Your task:
Answer these from the study guide below:
1. Which problem does the guide point to for identifying the level of measurement?
2. According to the guide, which statistics are not greatly affected by extreme values?
3. How many parts does the item on supplying the term that best matches a definition have?

Extract provided:
# Math 170: Chapters 1 - 3 Study Guide

1. Identify whether descriptive or inferential statistics has been used. Three parts. Look at problem 1.6.
2. Identify the level of measurement (nominal, ordinal, interval, or ratio) which has been used. Three parts. Look at problem 1.7.
3. Identify each type of sampling as random, cluster, convenience, stratified, or systematic. Three parts. Look at problem 1.12.
4. Find the class boundaries, class midpoint, and class width for a given interval. Look at problem 2.3.
5. Create a stem and leaf plot. Look at problems 2.57 through 2.59.
6. Find the mean (can use the calculator for the mean), median, and modal class for a frequency distribution. Look at problems 3.12 through 3.21.
7. For a sample set, find some statistics. Eight parts. The statistics may be: mean*, standard deviation*, variance, minimum*, maximum*, median*, 1st quartile*, 3rd quartile*, range, lower hinge, upper hinge, midrange, mode. The *'d problems can be found directly using the calculator.
8. Know which statistics involve all the data values. Multiple choice. You should know the mean, standard deviation, and variance do; the median, midrange, mode, and range don't.
9. Know which statistics are greatly affected by extreme values. Multiple choice. You should know the mean, standard deviation, variance, midrange, and range are; the median and mode aren't.
10. Supply the term which best matches the definition. Eight parts. You should know the definitions of: (chapter 1) population, sample, variable; (chapter 2) histogram, ogive; (chapter 3) empirical rule, five-number summary, median, midrange, mode, outlier, parameter, standard deviation, statistic, variance.
11. Know how to calculate the unbiased estimator for the population variance using the shortcut formula (not the calculator shortcut).
Some of the problems say to look at specific problems in the text. In these cases, the problem on the test is one of the problems stated, or one or more parts of the problem stated.

Last updated: Tuesday, June 11, 1996 at 2:43 am

Given entries:
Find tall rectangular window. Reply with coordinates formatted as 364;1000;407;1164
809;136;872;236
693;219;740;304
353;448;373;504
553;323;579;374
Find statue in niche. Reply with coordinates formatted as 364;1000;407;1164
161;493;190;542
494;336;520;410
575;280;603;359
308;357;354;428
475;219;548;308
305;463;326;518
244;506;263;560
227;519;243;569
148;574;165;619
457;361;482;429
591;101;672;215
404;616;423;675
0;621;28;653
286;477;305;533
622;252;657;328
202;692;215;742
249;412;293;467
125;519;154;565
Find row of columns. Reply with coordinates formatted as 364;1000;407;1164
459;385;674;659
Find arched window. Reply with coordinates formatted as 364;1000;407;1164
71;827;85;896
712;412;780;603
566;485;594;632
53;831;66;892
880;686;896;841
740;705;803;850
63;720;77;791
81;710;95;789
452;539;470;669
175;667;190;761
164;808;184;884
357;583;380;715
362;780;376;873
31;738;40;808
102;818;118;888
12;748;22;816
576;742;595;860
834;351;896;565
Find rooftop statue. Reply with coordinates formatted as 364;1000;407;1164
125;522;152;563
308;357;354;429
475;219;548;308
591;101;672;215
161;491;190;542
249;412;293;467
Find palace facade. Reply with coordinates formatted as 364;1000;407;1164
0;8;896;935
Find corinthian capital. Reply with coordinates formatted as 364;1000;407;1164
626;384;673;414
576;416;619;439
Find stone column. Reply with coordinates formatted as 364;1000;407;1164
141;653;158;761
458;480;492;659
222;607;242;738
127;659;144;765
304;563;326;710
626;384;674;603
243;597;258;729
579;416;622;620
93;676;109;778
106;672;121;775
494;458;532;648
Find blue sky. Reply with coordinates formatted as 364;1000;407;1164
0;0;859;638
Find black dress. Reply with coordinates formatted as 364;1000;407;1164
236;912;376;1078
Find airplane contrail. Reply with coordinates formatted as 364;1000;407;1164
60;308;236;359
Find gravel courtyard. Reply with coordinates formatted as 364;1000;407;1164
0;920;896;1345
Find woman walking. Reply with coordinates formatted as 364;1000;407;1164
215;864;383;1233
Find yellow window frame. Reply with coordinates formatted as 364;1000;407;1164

Written response:
1. Problem 1.7.
2. The median and the mode.
3. Eight.